### TRAVAIL À FAIRE
- a) Résumez en deux phrases la critique de l'Otello de Naples.
- b) Recopiez le passage de la critique de l'Otello de Naples qui commence par les mots « Ce cadre posé, c’est » et se termine par les mots « tels événements. Soit. », ces derniers compris.

### EXTRAIT CHOISI
+ + + + +
Forum Opera, 28 Novembre 2021
Par Maurice Salles
 
Verdi: Otello, Teatro San Carlo Napoli ab 21.11.2021
 
Un féminicide ordinaire ?
Sur les huit représentations de l’Otello de Verdi pour la réouverture de la saison d’opéra du San Carlo de Naples, Jonas Kaufmann doit en chanter cinq, s’assurant ainsi la part du lion. De Chypre ? Rien n’est moins sûr car si les trompettes annoncent avec éclat l’approche des envoyés du Doge et du Sénat de Venise, où ont-ils abordé ? En Lybie, en Irak ? Les deux sont plausibles, car comme on le sait, Mario Martone veut inscrire ses mises en scène dans son temps. Peu importe au fond, une armée d’occupation reste la même, quel que soit le lieu. Elle s’installe en force et sa seule présence est ravageuse, comme en témoigne la concurrence entre les préposées au repos des guerriers. Sans doute vient-elle en aide à des réfugiés qui ont peut-être fui les combats passés et qui sont accueillis et soignés après avoir échappé au naufrage en même temps que le commandant en chef. Mais cette ambigüité même est toxique.

Ce cadre posé, c’est sous l’angle du féminicide que la mise en scène traite l’histoire d’Otello. En dépit de tous les atours lyriques dont le personnage s’entoure, le fait majeur, c’est son crime, qui n’est pas moins condamnable que ceux qu’on lit dans la chronique des faits divers. Ce qui relèverait un peu l’intérêt, c’est la position sociale des concernés. Mais justement le refus du faste lié à leur statut les ramène à une banalité qui tend au réalisme, et l’évacuation rapide du corps de Desdémone contribue peut-être à mettre en évidence le peu de cas que la société fait de tels événements. Soit.
+ + + + +
### DONNÉES
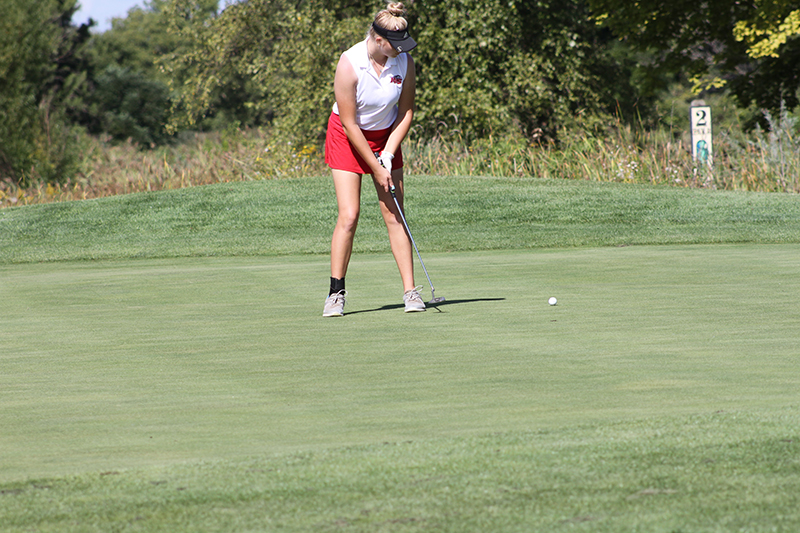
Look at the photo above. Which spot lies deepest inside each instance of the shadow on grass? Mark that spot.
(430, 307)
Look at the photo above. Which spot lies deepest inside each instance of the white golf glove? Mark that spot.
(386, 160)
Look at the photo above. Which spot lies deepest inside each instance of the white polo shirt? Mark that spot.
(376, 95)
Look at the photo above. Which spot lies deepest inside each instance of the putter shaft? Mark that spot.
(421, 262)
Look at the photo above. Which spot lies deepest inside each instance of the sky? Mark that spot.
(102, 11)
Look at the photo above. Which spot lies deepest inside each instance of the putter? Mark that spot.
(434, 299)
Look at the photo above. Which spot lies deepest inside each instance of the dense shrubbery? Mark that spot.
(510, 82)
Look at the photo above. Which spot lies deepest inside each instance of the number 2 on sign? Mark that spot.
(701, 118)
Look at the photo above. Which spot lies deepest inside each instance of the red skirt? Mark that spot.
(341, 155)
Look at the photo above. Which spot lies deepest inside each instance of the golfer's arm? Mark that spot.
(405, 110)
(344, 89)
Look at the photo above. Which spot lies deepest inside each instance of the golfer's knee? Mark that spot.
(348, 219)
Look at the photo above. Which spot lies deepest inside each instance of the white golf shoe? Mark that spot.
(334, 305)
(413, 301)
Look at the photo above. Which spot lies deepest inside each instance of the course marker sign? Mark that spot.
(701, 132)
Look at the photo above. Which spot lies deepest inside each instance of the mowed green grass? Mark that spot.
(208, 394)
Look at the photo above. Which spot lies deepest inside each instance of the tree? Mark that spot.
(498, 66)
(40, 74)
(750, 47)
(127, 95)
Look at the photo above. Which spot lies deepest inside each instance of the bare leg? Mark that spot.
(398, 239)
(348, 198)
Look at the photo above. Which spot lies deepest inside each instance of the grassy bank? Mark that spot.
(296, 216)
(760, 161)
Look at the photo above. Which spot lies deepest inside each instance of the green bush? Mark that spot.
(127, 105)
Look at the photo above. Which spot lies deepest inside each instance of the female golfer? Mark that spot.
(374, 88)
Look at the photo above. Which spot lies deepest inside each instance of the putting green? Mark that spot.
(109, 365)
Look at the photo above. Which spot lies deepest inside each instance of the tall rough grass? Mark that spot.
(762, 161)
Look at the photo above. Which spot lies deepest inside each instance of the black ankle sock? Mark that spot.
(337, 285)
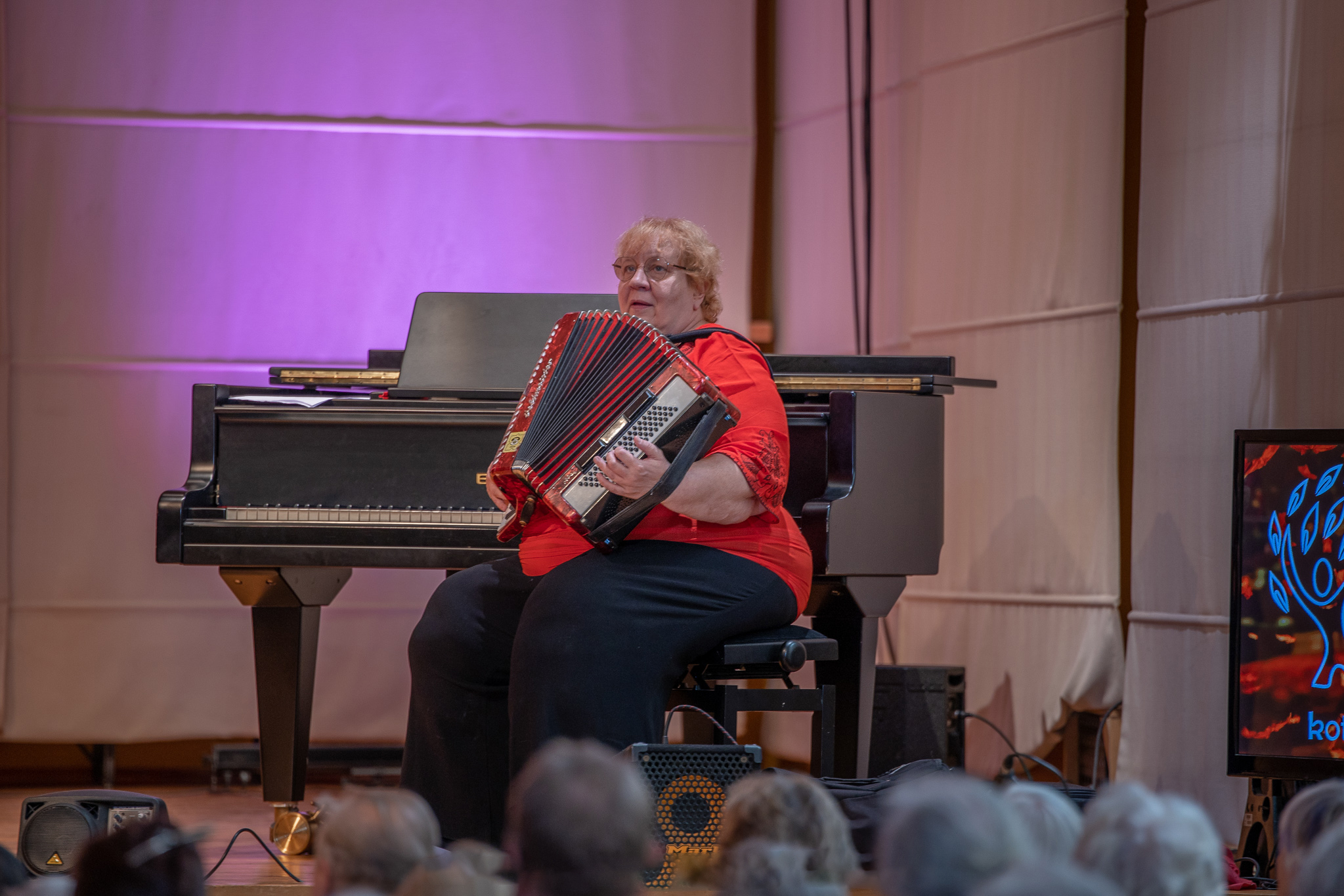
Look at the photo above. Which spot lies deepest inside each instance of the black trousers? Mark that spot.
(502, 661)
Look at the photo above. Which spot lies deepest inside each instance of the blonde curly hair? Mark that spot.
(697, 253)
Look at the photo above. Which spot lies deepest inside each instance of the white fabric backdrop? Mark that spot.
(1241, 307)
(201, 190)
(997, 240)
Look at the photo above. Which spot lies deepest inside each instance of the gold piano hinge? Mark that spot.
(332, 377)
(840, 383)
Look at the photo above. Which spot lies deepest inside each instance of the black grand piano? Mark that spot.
+ + + + +
### CORRIGÉS
- a) Pour la réouverture de la saison d'opéra du San Carlo de Naples, Jonas Kaufmann chante cinq des huit représentations d'Otello, dans une mise en scène de Mario Martone qui inscrit l'action dans son temps, au sein d'une armée d'occupation débarquée peut-être en Libye ou en Irak. La mise en scène traite l'histoire sous l'angle du féminicide : le refus du faste ramène les personnages à une banalité proche du réalisme, et l'évacuation rapide du corps de Desdémone met peut-être en évidence le peu de cas que la société fait de tels événements.

- b)
Ce cadre posé, c’est sous l’angle du féminicide que la mise en scène traite l’histoire d’Otello. En dépit de tous les atours lyriques dont le personnage s’entoure, le fait majeur, c’est son crime, qui n’est pas moins condamnable que ceux qu’on lit dans la chronique des faits divers. Ce qui relèverait un peu l’intérêt, c’est la position sociale des concernés. Mais justement le refus du faste lié à leur statut les ramène à une banalité qui tend au réalisme, et l’évacuation rapide du corps de Desdémone contribue peut-être à mettre en évidence le peu de cas que la société fait de tels événements. Soit.